Using the “unstable arch” is not recommended, as it can ruin your Gentoo install. Build binary packages can be used to generate and store binary packages for later install on a different machine. Distcc handles the distribution of the compilation process and ccache caches the compiled source files. I recommend using ccache, I would also recommend using distcc, but it hasn’t been implemented in this GTK+ front end, distcc can only be used if you use the command line GLI. That means that ticking the distcc box won’t make any difference, it’s not working yet, perhaps it will work in the next release of Gentoo, 2006.1.

The makeopts option should not be ignored, especially if you know you have an SMP machine. For example, if you have a dual core CPU, you might want to specify the number of simultaneous jobs. This means that you can compile more than one source file at once and compile packages faster if you have more than one CPU. The setting that affects the number of simultaneous jobs is “-jN”, where N is number of CPUs. That means you write –j2 if you have a dual core computer. It’s obvious that the compilation process is even shorter if you have many CPUs.

The “custom” text box shouldn’t be ignored either, I personally recommend leaving –pipe where it is, this disables the creation of temporary files during the compilation and generates only the final compiled object files. Instead of the temporary files, it will use pipes. What other things should end up in this custom box? Well, thinking that the more options you add, the faster the system will be, won’t do any good. Probably it will be very fast, but extremely unstable, which isn’t a desirable thing. Using some additional custom flags like -s –DNDEBUG would be a great thing. The –s flag strips additional data from the binary object file, things that won’t affect the functionality of the resulting binary object, the –DNDEBUG flag prevents the compiler from generating debugging information for the binary object.

This improves performance because the debugging routines won’t be included and the program is likely to execute a lot faster. Some may wonder why I mentioned the -s flag if I included the -DNDEBUG flag, well, the debugging information isn’t all that the -s flag strips, there are more sections inside the object file, like comment and version, which can be removed in order to save some space and gain some extra performance.

Some might also say that not generating debugging information is useless, because it can be stripped by using the strip flags variable in make.conf and that some programs will loose all the information that could be used to track down a bug. Generating the debugging information takes time, because the compiler has to compile the debugging code, so it’s better to not compile it at all rather than stripping it later. The fact that the resulting binaries won’t be quite debuggable isn’t an issue to normal users, it affects developers - normal users usually don’t have anything to do with the debugging process.

[Records from a collection]
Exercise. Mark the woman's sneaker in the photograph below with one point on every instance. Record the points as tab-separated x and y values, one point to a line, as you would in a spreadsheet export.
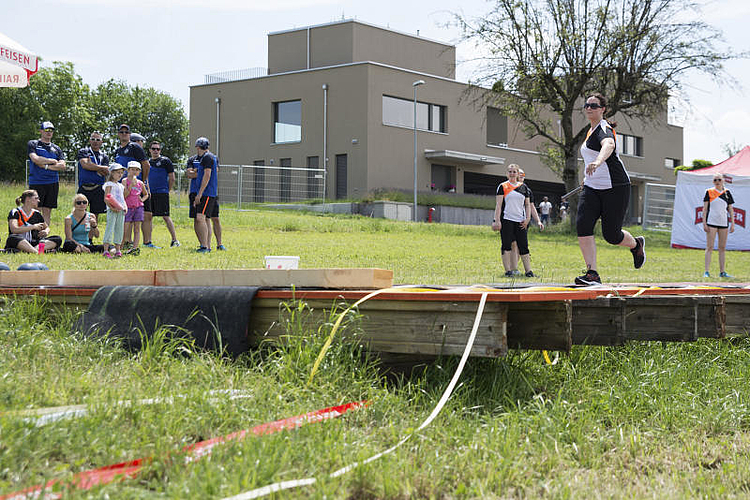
639	252
590	278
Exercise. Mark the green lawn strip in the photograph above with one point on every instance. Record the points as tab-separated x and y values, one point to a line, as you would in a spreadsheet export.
644	420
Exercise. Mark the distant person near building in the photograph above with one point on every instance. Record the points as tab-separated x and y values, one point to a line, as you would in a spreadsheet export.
47	159
203	190
93	168
161	180
606	193
545	207
717	211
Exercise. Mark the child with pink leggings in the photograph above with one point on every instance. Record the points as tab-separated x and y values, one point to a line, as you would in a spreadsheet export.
135	194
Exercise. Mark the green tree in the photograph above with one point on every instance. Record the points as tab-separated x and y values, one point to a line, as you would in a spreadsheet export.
543	57
59	95
150	112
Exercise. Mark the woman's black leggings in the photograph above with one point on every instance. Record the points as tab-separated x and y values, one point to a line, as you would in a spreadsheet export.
609	204
511	231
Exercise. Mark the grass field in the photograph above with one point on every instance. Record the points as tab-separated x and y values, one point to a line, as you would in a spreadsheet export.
648	420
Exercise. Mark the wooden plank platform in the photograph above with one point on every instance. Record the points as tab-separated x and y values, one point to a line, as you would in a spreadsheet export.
429	321
337	279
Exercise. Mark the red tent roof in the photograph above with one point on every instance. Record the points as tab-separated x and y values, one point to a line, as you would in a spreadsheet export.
738	164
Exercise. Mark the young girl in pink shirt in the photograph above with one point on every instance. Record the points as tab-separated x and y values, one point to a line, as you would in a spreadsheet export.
135	193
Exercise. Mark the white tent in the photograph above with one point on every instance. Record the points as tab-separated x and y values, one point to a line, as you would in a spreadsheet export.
17	64
687	221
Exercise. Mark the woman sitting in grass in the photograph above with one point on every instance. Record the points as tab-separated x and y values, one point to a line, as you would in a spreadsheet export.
27	227
81	228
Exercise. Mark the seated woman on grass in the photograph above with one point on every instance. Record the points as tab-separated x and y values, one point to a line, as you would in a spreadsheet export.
81	228
27	227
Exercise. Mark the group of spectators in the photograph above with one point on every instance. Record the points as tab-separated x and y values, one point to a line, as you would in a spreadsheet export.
131	190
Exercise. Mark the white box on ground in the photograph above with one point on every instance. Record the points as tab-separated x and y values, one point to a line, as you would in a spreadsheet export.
282	261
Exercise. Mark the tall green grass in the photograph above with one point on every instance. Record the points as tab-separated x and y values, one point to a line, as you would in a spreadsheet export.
647	420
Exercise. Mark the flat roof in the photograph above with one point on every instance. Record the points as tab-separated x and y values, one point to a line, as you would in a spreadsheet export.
344	21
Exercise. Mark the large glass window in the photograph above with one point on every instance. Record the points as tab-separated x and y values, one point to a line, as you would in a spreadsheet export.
287	121
400	112
629	145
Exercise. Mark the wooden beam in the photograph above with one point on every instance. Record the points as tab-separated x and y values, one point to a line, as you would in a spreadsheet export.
540	325
422	328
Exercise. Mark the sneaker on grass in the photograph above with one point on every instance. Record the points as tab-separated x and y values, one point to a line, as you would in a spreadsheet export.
639	252
590	278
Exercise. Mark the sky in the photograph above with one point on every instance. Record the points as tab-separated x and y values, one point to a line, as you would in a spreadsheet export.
170	45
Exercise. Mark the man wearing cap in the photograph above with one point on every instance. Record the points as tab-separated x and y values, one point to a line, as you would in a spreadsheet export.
131	151
162	182
47	160
93	167
203	190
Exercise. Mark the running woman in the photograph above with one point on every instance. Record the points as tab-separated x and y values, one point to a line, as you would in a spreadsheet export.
606	193
717	205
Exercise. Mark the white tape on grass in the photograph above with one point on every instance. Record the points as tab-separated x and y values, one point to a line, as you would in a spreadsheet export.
44	416
286	485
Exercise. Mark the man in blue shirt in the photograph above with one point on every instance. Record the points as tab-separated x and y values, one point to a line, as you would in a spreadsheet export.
47	160
162	181
202	170
93	167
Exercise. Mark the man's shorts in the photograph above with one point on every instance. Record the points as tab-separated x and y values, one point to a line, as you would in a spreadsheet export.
158	204
134	214
47	194
95	194
206	206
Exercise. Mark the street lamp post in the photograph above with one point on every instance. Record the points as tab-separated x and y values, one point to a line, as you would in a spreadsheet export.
415	85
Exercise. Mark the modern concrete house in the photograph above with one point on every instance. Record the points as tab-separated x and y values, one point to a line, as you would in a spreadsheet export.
340	97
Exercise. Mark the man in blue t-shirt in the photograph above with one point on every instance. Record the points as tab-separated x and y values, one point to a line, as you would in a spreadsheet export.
93	167
202	172
47	159
161	179
130	151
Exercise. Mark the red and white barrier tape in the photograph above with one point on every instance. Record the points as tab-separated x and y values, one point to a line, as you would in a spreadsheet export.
286	485
88	479
44	416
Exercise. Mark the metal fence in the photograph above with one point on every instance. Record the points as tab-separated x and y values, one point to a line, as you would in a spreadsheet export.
658	207
243	184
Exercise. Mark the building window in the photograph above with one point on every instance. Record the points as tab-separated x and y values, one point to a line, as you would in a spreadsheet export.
400	112
671	163
629	145
285	182
287	121
497	127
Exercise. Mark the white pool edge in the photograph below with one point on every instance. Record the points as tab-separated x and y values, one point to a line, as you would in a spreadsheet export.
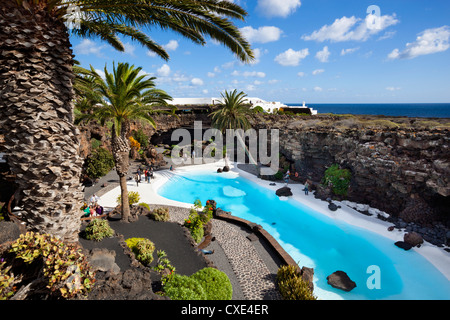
149	193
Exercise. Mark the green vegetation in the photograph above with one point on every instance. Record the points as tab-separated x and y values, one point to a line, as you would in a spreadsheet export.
133	198
63	271
99	163
142	248
337	179
145	205
197	219
205	284
232	113
184	288
164	267
98	229
142	138
291	284
216	284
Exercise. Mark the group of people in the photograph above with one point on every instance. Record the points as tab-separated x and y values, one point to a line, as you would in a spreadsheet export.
148	175
93	209
286	179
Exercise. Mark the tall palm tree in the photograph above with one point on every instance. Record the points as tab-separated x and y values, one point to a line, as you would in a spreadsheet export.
232	115
36	94
124	95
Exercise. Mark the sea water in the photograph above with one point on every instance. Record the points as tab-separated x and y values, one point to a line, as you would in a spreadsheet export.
424	110
317	241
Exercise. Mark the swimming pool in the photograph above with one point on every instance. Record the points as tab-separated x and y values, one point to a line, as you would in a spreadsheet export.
318	241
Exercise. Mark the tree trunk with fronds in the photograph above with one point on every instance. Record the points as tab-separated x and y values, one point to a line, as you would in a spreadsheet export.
36	116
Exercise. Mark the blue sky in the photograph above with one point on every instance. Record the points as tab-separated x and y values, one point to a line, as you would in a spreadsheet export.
318	51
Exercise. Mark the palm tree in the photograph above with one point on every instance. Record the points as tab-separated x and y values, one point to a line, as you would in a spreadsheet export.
123	96
36	93
232	115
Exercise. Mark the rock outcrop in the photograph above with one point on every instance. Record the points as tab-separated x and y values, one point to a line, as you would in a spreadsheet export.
398	167
340	280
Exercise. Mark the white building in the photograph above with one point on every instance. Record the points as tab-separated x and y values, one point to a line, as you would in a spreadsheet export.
267	106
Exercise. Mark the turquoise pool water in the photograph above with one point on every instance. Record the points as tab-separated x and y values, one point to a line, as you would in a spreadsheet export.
315	240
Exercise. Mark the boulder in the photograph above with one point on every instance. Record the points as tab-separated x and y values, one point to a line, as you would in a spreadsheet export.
340	280
413	238
284	192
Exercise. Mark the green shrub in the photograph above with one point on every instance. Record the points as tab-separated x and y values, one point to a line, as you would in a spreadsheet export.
337	179
98	229
133	198
64	268
216	284
184	288
292	286
99	163
161	214
142	248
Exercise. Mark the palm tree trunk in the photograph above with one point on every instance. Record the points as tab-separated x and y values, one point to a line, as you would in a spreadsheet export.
121	151
36	117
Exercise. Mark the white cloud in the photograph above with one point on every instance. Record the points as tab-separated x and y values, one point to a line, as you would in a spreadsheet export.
318	71
427	42
351	29
164	71
262	34
291	57
171	46
278	8
323	55
89	47
348	51
197	82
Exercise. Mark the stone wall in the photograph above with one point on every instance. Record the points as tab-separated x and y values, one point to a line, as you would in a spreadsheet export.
403	170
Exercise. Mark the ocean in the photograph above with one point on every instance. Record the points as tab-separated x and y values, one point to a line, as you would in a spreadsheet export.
423	110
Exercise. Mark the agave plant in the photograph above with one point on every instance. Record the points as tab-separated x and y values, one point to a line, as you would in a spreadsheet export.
36	86
123	96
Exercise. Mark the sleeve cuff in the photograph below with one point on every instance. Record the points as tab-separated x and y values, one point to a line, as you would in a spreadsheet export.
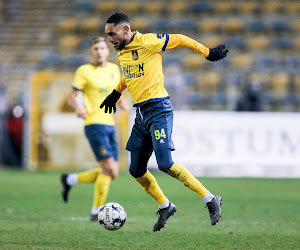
76	88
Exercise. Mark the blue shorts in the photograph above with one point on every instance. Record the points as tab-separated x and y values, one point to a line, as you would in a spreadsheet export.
102	139
152	129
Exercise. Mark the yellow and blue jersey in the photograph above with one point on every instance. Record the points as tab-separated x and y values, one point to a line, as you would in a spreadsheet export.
96	83
141	64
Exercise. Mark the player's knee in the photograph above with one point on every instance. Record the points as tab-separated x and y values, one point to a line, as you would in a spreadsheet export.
110	167
165	166
136	172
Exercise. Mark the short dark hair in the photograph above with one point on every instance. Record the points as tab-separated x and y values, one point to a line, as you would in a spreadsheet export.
97	39
118	18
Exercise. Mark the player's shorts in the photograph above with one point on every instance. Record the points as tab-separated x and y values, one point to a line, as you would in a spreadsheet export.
152	129
102	139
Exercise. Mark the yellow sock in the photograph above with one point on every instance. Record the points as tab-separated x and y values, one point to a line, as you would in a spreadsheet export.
88	176
101	189
183	175
150	185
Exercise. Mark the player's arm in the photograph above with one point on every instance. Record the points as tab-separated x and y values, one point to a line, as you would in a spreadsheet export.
214	54
80	110
110	101
123	103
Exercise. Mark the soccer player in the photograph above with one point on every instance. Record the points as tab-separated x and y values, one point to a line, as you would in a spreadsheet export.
95	80
141	63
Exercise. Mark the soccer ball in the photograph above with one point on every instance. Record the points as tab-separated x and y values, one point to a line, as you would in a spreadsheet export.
112	216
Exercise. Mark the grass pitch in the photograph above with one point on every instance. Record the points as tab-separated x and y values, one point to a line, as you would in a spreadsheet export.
257	214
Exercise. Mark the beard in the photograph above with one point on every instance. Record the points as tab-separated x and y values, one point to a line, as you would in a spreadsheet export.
121	46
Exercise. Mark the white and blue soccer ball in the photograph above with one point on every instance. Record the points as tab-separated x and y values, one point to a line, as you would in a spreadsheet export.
112	216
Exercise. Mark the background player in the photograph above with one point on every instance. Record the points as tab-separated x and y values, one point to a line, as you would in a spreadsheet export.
141	62
95	80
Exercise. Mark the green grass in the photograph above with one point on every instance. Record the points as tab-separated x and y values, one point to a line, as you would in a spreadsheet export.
257	214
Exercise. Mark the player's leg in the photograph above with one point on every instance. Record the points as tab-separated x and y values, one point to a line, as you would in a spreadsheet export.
70	180
166	164
101	187
141	148
161	126
138	169
108	161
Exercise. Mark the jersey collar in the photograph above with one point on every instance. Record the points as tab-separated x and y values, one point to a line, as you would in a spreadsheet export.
135	32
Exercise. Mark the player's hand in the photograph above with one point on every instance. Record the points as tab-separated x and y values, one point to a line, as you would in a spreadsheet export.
80	112
110	101
217	53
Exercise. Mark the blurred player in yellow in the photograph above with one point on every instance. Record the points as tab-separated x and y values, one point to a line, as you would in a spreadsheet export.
141	63
95	80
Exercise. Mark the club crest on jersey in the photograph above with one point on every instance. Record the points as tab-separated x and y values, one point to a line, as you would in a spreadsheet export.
103	150
161	36
135	55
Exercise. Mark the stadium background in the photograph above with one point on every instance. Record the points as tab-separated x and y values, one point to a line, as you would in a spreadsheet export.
43	42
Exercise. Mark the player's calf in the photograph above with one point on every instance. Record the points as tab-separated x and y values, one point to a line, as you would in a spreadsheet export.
65	187
214	209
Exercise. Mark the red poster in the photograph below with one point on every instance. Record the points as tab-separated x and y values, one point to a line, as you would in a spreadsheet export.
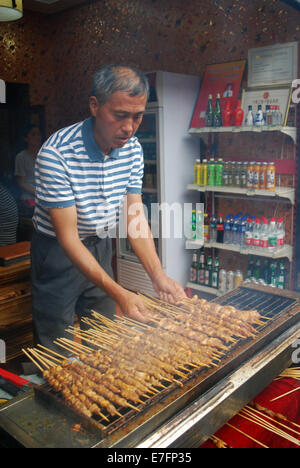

[Tasks to complete]:
1: Answer these questions from the passage on Gentoo build settings.
(a) With what can distcc only be used?
(b) What should you write for a dual core computer?
(c) Besides debugging information, which sections of the object file does the -s flag remove?
2: Reproduce from the passage on Gentoo build settings the part that opens with the words containing "This improves performance" and closes with "some extra performance.".
3: Carry on the passage on Gentoo build settings from the point where it stops.

[Answers to each task]:
1:
(a) The command line GLI
(b) –j2
(c) Comment and version

2:
This improves performance because the debugging routines won’t be included and the program is likely to execute a lot faster. Some may wonder why I mentioned the -s flag if I included the -DNDEBUG flag, well, the debugging information isn’t all that the -s flag strips, there are more sections inside the object file, like comment and version, which can be removed in order to save some space and gain some extra performance.

3:
The USE flags, which can be found above all of these settings, are disabled if you perform a stage 3 install like I recommended. These USE flags configure packages, meaning that you can instruct your Gentoo system to build or not to build certain features of some packages. For example, you can specify in the USE flags that you want to have mpeg2 support in applications that can support it, include support for special CPU instructions, like MMX, SSE, SSE 2 and many other things.

The following section is about selecting the kernel. Here you can choose the kernel that should be installed onto your machine. Those who are concerned by security can choose from grsecurity-sources and hardened-sources. These two kernel sources are patched for security and offer better security; this is not normally required for a desktop computer, they’re more like server oriented.

The other three options are gentoo-sources, vanilla-sources and livecd-kernel. The vanilla kernel sources represent kernel sources without any other patches, just like it’s available for download from The Gentoo kernel sources represent the same vanilla sources with a lot of patches for performance. The third one just copies the kernel from the live CD, without compiling it or including the sources in the installed system.

If security isn’t a concern, you can go for the gentoo-sources, a kernel built from these sources will be quite stable and fast. There’s no point in choosing a hardened or grsecurity kernel if you have a desktop computer. If you don’t want to wait at all for the kernel to be compiled, the live cd kernel can be copied and you’re done. This choice has a catch, you won’t have the kernel sources in your system. You can also make this live CD kernel choice if you plan to emerge some sources later, patch them and compile manually your own kernel.

If you liked that little boot splash that was displayed during the start up of the live cd, you can include support for such boot splashes into your kernel just by turning the setting on, “enable bootsplash support”.

The following section is delicate, you have to take great care here because you can render your old operating system, which was installed on your PC, unbootable, obtain an unbootable installation of Gentoo, or both.

Depending on your hardware and the way your data is stored on your hard drive(s), you can install the boot loader into the MBR or not. If you added a new empty hard drive for the new Gentoo system, you can install the boot loader into the MBR of that hard drive, if you install Gentoo on a hard drive that had a different operating system, you might want to consider if you should install it to the MBR or not. Both lilo and grub support other operating systems, even those which are proprietary, therefore installing the boot loader to the MBR and configuring it to boot the other operating system as well is the way to go.

Options can be passed to the kernel; for example, you might want to pass the option “quiet”, which would force the kernel to stay silent, it won’t make any output regarding hardware and all of the messages you would normally get before the Gentoo scripts start running. This results in smaller boot times and in the lack of information regarding the current status of the kernel - this might prevent you from realizing what went wrong during the boot phase.

After you made up your mind, you can go on and choose the timezone in the following section. If your location is available on the list, you can choose the nearest location.

The following section regards networking configuration. Take your time to fully configure the network and double check it, you don’t want to have any bad surprises when you’ll try to install some package and realize that you can’t because the network wasn’t properly configured.

Next, you get to choose to choose the cron and system logger daemons. It’s recommended that you stick to the default ones, vixie-cron and syslog-ng.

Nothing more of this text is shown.